> Christopher Jaynes <jaynes@CS.UMASS.EDU> writes:
>
>> . . .The individual
>> cells in your body, for example, cannot influence (to any measurable
>> degree) your Will even though they make up a great deal of your
>> overall system.
Bruce replies:
> A case might be made that some cells, at least in groups, do have decisive
> influence, and even single cancer cells might have vital consequences.
>
> Whatever else it may be, the Will must be in major part a resultant of
> contributing and contending forces in dynamic play. Cells and systems form
> the background of structure and function which mostly support the organism
> in its ennvironmental niche. When cells begin to lack for glucose the Will
> becomes inclined to the pursuit of food. When we get a sliver or other
> injury or inflammation, the pain and impaired function take our attention.
> Absent such distractions the Will can attend to higher level concerns, but
> only on the grounds of a familiar biological equilibrium.
This is what I've been trying to adress from our work. We study models
of tumor cell populations as communicating networks. Individual cells
are deceptively complex, but the essence of the complexity is in the
fact that the tumor has lots of cells, a community if you like, and that
they form a communication network more sophisticated than many of the
artificial neural networks that can do so many impressive things.
Our first naive simulation showed that emergent behavior, and other complex
patterns arose with a minimum of mechanistic detail in the model and
all of it resembles closely what real tumors do and had been heretofore
unexplained. Perelson and others get it for immune networks.

Actions to take:
**1.** From the post about cells and the Will, write out the passage from "Our first naive" up to and including "for immune networks.".
**2.** List every person named in the post about cells and the Will.

Extracted data:
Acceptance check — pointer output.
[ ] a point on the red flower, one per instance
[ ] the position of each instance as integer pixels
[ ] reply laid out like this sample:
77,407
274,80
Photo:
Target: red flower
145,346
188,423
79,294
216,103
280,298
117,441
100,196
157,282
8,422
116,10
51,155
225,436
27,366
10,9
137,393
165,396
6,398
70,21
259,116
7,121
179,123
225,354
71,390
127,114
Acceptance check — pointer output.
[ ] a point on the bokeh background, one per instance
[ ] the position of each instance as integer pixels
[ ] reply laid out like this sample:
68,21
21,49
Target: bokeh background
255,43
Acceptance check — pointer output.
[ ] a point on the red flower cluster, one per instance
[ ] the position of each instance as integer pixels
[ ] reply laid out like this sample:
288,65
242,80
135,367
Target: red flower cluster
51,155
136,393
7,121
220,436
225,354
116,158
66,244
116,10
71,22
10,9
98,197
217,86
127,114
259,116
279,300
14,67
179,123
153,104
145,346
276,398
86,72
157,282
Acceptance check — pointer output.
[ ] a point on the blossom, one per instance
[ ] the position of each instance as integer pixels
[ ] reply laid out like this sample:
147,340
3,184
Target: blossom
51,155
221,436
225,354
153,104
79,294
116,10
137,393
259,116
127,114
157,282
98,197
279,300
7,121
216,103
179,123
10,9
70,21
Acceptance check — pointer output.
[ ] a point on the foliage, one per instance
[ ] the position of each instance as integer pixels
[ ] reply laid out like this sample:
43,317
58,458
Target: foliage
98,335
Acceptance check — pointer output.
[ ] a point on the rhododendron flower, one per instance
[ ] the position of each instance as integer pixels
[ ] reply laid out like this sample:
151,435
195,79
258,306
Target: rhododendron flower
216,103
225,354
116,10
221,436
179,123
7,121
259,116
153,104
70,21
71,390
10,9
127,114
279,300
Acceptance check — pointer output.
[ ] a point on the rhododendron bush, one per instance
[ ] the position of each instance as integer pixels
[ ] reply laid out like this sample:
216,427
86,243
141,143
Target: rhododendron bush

Exercise solutions:
**1.**
Our first naive simulation showed that emergent behavior, and other complex
patterns arose with a minimum of mechanistic detail in the model and
all of it resembles closely what real tumors do and had been heretofore
unexplained. Perelson and others get it for immune networks.

**2.** Christopher Jaynes, Bruce, Perelson